**OBJECTIVE:** Print the line that contains "foliage in the photo above." and every line after it through the last line of the records below, exactly as written and nothing else.

── PROVIDED RECORDS

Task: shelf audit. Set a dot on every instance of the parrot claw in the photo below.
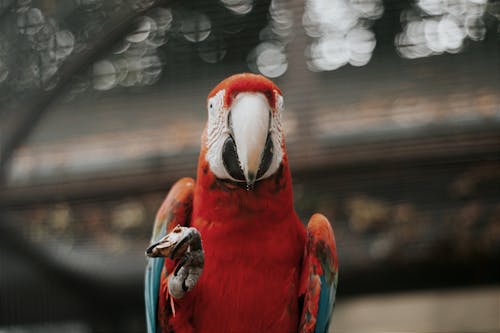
(182, 244)
(175, 243)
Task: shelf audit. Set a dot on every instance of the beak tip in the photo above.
(250, 178)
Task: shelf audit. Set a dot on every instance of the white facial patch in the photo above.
(250, 125)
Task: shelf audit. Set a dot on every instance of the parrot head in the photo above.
(244, 138)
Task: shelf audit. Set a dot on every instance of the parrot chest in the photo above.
(251, 277)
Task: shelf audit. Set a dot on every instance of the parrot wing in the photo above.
(175, 210)
(319, 277)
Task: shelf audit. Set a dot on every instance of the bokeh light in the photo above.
(269, 57)
(434, 27)
(340, 32)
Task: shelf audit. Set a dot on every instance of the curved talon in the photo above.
(182, 244)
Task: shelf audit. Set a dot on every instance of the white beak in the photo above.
(250, 126)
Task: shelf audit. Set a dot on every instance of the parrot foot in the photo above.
(184, 245)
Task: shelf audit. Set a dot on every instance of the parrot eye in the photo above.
(230, 160)
(267, 157)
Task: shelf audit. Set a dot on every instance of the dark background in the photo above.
(402, 153)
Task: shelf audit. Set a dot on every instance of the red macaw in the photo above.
(233, 255)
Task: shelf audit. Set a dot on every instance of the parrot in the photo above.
(228, 252)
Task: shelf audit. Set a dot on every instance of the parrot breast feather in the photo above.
(175, 210)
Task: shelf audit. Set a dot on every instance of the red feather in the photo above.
(253, 243)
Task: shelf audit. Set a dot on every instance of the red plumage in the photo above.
(258, 264)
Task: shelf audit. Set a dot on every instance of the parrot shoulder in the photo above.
(319, 276)
(175, 210)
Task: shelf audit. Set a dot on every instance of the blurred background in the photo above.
(393, 131)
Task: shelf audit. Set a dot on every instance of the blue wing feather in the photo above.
(325, 305)
(151, 290)
(175, 210)
(320, 276)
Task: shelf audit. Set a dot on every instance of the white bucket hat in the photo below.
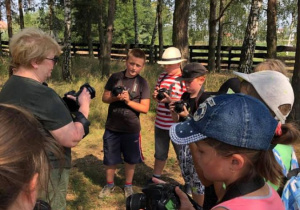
(171, 55)
(273, 87)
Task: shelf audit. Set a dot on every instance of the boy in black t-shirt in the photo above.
(128, 95)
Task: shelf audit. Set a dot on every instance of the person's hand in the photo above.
(154, 94)
(185, 203)
(158, 181)
(125, 96)
(84, 98)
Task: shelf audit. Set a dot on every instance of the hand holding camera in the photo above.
(162, 95)
(74, 100)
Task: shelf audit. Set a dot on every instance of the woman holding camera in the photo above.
(193, 75)
(33, 57)
(24, 166)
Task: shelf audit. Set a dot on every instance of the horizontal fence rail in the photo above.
(230, 55)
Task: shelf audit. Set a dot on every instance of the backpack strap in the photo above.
(242, 188)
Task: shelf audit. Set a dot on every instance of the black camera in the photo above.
(154, 196)
(178, 106)
(160, 95)
(73, 105)
(117, 90)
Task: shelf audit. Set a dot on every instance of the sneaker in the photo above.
(106, 191)
(187, 189)
(128, 191)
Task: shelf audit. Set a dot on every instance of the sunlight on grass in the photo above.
(88, 172)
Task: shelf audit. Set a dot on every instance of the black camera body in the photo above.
(154, 196)
(160, 95)
(117, 90)
(178, 106)
(73, 105)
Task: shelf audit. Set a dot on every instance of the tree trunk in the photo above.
(160, 28)
(109, 35)
(136, 31)
(1, 51)
(66, 67)
(180, 27)
(220, 37)
(295, 114)
(212, 36)
(51, 18)
(248, 48)
(22, 25)
(9, 18)
(89, 32)
(271, 29)
(101, 32)
(151, 48)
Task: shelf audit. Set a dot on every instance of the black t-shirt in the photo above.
(193, 104)
(43, 103)
(121, 117)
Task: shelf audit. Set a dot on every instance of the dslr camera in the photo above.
(154, 196)
(117, 90)
(73, 105)
(178, 106)
(160, 95)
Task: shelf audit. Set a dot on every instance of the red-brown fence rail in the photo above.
(230, 55)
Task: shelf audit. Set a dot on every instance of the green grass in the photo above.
(88, 172)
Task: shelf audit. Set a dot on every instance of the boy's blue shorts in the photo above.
(117, 145)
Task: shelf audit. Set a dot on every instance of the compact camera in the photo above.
(154, 196)
(178, 106)
(117, 90)
(73, 105)
(160, 95)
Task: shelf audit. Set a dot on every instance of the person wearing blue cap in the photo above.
(234, 135)
(194, 75)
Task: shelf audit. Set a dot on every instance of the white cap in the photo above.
(273, 87)
(171, 55)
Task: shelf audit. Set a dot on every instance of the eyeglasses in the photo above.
(55, 59)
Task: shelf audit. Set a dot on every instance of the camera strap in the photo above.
(79, 117)
(134, 88)
(242, 188)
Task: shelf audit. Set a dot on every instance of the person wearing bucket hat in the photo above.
(275, 90)
(193, 74)
(167, 88)
(234, 135)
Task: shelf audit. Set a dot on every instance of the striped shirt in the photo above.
(163, 115)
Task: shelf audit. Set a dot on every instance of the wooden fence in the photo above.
(230, 55)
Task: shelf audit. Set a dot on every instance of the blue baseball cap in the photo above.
(236, 119)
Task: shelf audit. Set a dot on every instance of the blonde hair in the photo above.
(23, 146)
(31, 44)
(272, 64)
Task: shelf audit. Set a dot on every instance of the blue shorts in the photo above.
(162, 144)
(117, 145)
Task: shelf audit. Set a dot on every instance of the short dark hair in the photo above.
(136, 52)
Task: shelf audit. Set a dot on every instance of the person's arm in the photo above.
(108, 98)
(142, 107)
(71, 134)
(195, 156)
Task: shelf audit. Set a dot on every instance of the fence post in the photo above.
(191, 53)
(229, 58)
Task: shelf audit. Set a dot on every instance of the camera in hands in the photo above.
(154, 196)
(179, 106)
(160, 95)
(73, 105)
(117, 90)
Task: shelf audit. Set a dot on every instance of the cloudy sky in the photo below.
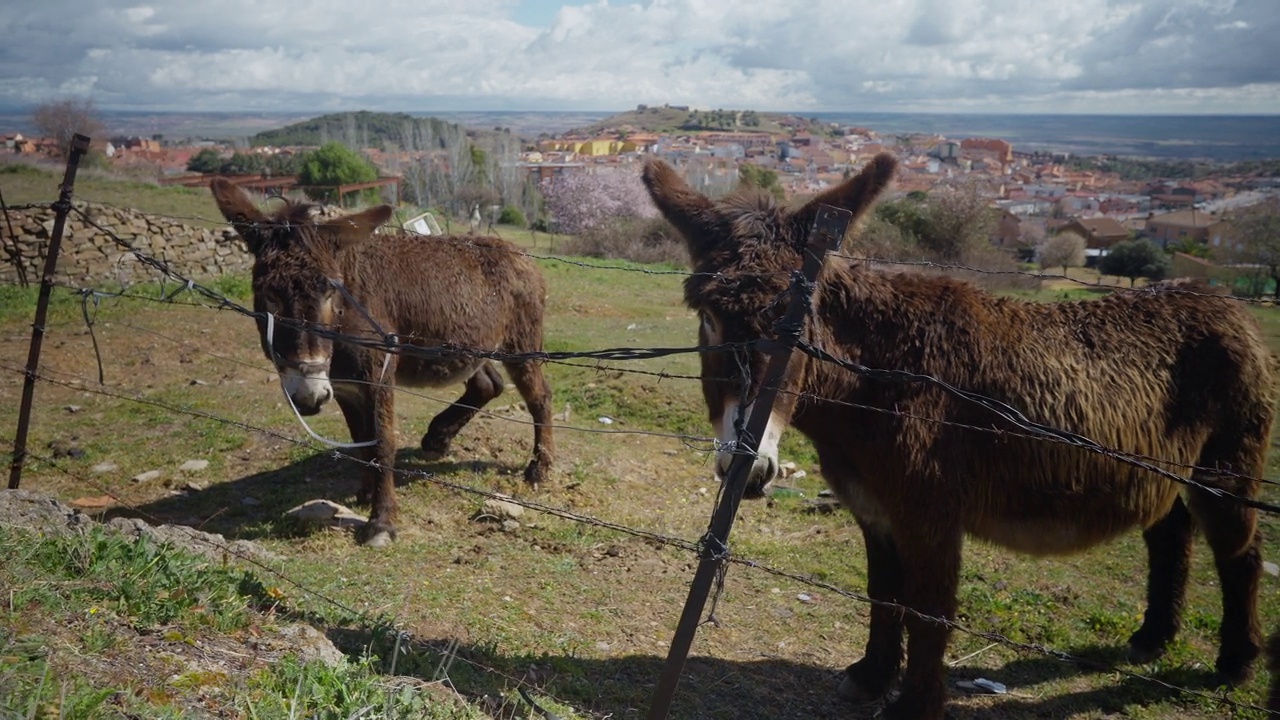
(421, 55)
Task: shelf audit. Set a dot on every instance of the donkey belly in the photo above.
(421, 372)
(1060, 524)
(1048, 537)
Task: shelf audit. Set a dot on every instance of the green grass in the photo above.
(24, 185)
(77, 604)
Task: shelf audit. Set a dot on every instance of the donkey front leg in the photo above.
(1169, 557)
(481, 387)
(931, 565)
(872, 677)
(370, 417)
(533, 387)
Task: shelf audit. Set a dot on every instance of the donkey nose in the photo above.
(314, 368)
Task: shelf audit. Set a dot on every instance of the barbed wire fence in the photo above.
(712, 547)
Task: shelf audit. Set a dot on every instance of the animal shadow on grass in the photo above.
(716, 688)
(252, 506)
(1115, 697)
(618, 687)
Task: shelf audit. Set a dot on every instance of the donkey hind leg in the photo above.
(1232, 533)
(872, 677)
(1169, 554)
(931, 573)
(481, 387)
(533, 387)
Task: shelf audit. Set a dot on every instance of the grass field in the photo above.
(579, 613)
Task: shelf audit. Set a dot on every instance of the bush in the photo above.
(1136, 259)
(511, 215)
(334, 164)
(640, 240)
(579, 201)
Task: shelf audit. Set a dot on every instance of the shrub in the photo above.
(640, 240)
(511, 215)
(579, 201)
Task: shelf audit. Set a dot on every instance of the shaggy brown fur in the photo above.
(1176, 376)
(429, 292)
(1274, 665)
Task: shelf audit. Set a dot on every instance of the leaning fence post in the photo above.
(80, 146)
(828, 229)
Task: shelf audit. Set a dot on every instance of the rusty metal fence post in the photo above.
(80, 146)
(828, 229)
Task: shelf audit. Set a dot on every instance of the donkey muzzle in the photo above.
(764, 466)
(307, 386)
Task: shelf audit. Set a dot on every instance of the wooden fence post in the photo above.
(80, 146)
(828, 229)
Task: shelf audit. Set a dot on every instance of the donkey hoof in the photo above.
(434, 449)
(914, 707)
(376, 534)
(1237, 668)
(535, 474)
(856, 684)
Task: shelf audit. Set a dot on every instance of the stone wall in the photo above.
(90, 255)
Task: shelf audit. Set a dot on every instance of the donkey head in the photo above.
(744, 250)
(296, 281)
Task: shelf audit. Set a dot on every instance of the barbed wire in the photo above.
(1033, 648)
(1036, 429)
(1000, 408)
(662, 540)
(1042, 276)
(940, 265)
(375, 624)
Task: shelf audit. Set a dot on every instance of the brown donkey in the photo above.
(433, 294)
(1175, 376)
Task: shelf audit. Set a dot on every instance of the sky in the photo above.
(1101, 57)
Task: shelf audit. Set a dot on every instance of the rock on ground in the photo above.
(35, 511)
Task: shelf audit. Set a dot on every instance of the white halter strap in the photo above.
(270, 350)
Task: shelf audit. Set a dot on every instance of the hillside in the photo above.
(364, 128)
(680, 119)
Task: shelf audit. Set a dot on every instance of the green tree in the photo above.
(330, 165)
(208, 160)
(1189, 246)
(1257, 241)
(946, 224)
(1136, 259)
(1064, 250)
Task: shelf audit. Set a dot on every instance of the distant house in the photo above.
(1000, 149)
(1175, 227)
(1009, 231)
(1098, 233)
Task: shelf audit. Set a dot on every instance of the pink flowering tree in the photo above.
(583, 200)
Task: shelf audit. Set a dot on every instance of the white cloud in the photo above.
(974, 55)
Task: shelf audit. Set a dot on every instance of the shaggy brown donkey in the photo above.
(1274, 665)
(425, 291)
(1176, 376)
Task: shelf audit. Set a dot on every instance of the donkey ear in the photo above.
(241, 212)
(359, 227)
(689, 210)
(855, 195)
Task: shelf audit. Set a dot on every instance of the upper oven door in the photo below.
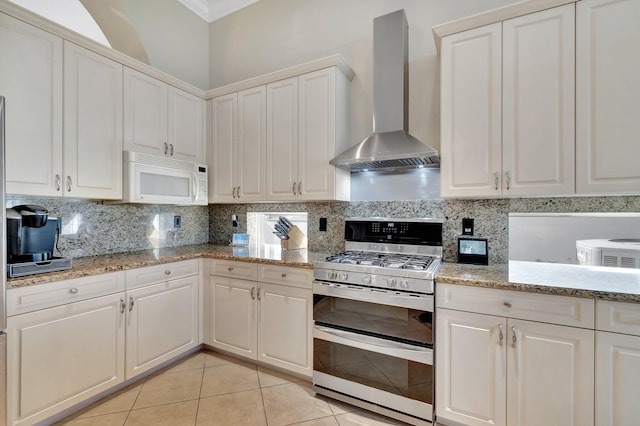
(405, 319)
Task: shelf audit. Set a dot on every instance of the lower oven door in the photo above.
(374, 354)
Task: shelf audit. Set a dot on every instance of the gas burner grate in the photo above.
(383, 260)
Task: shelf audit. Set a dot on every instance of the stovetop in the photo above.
(384, 260)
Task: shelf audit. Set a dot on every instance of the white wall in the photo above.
(274, 34)
(175, 38)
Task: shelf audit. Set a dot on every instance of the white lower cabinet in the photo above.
(60, 356)
(505, 370)
(265, 321)
(73, 339)
(162, 322)
(617, 363)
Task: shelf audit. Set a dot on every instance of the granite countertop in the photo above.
(615, 284)
(94, 265)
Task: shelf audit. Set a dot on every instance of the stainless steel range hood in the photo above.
(390, 147)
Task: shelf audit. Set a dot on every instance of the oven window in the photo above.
(404, 325)
(396, 375)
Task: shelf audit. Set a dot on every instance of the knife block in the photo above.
(297, 240)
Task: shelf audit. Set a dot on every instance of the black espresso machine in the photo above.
(32, 237)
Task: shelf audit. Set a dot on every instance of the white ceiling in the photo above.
(210, 10)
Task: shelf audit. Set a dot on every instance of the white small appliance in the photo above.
(153, 179)
(618, 252)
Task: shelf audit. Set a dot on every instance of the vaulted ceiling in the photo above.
(210, 10)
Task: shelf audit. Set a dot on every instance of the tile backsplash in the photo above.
(491, 217)
(92, 228)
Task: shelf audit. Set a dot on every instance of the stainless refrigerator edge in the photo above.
(3, 289)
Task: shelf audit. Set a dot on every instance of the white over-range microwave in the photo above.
(153, 179)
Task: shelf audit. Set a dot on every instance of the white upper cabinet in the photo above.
(538, 101)
(282, 140)
(273, 141)
(92, 124)
(508, 107)
(471, 113)
(162, 120)
(608, 96)
(238, 146)
(31, 82)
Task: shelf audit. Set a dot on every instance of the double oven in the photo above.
(373, 317)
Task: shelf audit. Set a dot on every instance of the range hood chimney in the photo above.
(390, 147)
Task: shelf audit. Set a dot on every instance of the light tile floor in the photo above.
(213, 389)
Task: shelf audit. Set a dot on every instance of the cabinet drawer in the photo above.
(618, 317)
(563, 310)
(297, 277)
(233, 269)
(32, 298)
(167, 271)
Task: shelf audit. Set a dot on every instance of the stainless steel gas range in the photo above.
(373, 317)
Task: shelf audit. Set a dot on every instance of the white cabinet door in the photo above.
(550, 374)
(61, 356)
(282, 140)
(162, 322)
(222, 152)
(145, 113)
(607, 96)
(471, 125)
(317, 134)
(538, 119)
(617, 379)
(92, 125)
(470, 368)
(31, 82)
(284, 327)
(251, 144)
(233, 315)
(185, 126)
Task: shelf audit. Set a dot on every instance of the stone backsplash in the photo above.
(491, 217)
(94, 228)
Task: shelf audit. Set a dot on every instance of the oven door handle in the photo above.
(419, 354)
(383, 297)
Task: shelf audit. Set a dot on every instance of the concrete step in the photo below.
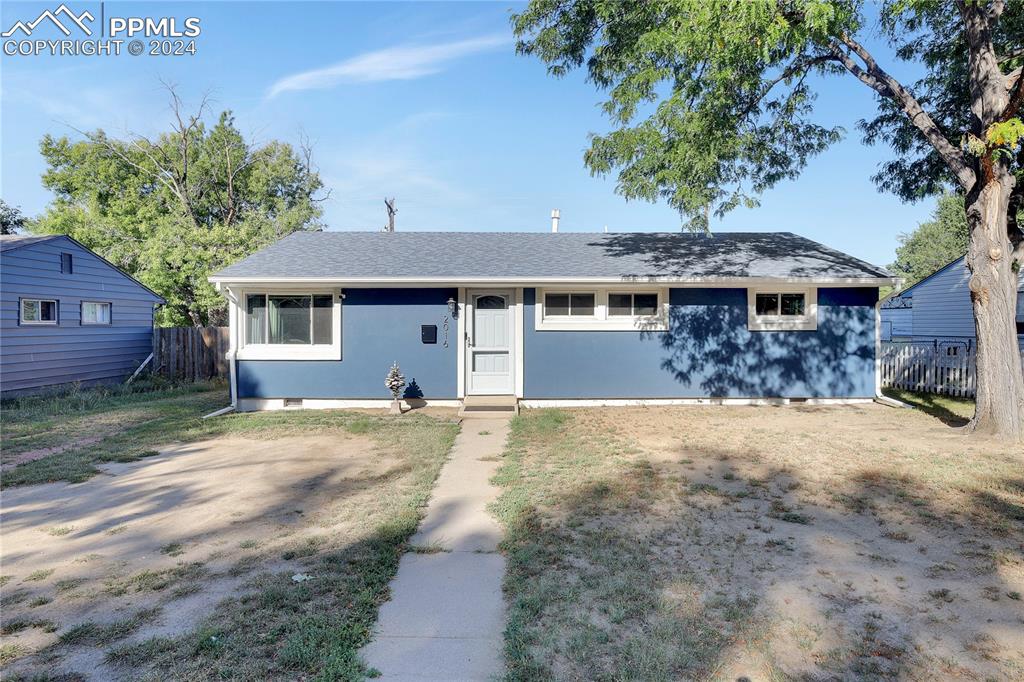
(489, 407)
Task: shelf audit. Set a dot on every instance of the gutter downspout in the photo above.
(880, 397)
(231, 354)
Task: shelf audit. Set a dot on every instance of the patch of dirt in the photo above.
(30, 455)
(177, 533)
(823, 543)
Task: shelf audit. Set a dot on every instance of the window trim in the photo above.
(805, 323)
(45, 323)
(601, 321)
(81, 313)
(321, 351)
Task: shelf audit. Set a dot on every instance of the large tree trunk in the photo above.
(999, 408)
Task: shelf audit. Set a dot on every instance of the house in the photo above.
(550, 318)
(938, 309)
(68, 315)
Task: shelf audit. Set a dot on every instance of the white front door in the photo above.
(489, 343)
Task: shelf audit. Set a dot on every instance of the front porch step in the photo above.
(489, 407)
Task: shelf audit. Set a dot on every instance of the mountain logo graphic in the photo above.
(77, 19)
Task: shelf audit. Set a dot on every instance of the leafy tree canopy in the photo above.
(933, 244)
(712, 104)
(172, 210)
(11, 220)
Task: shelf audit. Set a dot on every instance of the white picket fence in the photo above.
(946, 369)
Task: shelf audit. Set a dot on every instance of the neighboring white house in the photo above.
(938, 309)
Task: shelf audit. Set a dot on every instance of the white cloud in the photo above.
(392, 64)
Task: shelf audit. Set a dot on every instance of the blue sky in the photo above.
(424, 101)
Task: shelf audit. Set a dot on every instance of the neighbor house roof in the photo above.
(11, 242)
(547, 256)
(904, 293)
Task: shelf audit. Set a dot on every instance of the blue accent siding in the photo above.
(379, 327)
(709, 352)
(34, 356)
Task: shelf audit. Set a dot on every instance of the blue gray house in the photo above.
(551, 318)
(68, 315)
(938, 310)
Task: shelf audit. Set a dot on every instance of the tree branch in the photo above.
(1016, 97)
(879, 80)
(802, 62)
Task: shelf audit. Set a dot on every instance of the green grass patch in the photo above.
(950, 410)
(276, 628)
(39, 574)
(583, 590)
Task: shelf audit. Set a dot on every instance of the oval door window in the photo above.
(491, 303)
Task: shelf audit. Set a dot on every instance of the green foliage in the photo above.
(931, 34)
(933, 244)
(711, 101)
(690, 85)
(173, 210)
(11, 220)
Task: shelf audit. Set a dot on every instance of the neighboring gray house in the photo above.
(68, 315)
(937, 309)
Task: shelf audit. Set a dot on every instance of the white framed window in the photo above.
(289, 325)
(38, 311)
(602, 309)
(781, 308)
(570, 304)
(95, 312)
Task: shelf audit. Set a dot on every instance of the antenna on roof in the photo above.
(391, 210)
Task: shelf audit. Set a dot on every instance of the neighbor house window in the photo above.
(607, 309)
(569, 305)
(781, 309)
(95, 313)
(290, 318)
(39, 311)
(621, 305)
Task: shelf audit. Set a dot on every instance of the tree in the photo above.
(171, 210)
(935, 243)
(712, 104)
(11, 220)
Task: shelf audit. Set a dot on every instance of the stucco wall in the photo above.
(379, 327)
(709, 352)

────

**TASK SOLUTION:**
Task: shelf audit. Set a dot on every instance of the green foliage in the photo above.
(931, 34)
(933, 244)
(711, 101)
(690, 85)
(173, 210)
(11, 220)
Task: shelf audit. Set a dot on every instance of the neighboring gray house in the photo above.
(68, 315)
(937, 309)
Task: shelf audit. Set a dot on every instance of the white framed window in the photo above.
(289, 325)
(38, 311)
(602, 309)
(781, 308)
(570, 304)
(95, 312)
Task: shelf audit. Set a dot on every instance of the antenna on roof in the photo above.
(391, 210)
Task: shelf audit. Set a dot on every instance of the neighbor house window in the photo above.
(607, 309)
(569, 305)
(781, 309)
(95, 313)
(290, 318)
(39, 311)
(621, 305)
Task: shelf audit. Set a dot on every instance of the tree in the photo above.
(171, 210)
(935, 243)
(712, 104)
(11, 220)
Task: shelf audit. Set a dot on every instance of the stucco wall in the photo above.
(379, 327)
(709, 352)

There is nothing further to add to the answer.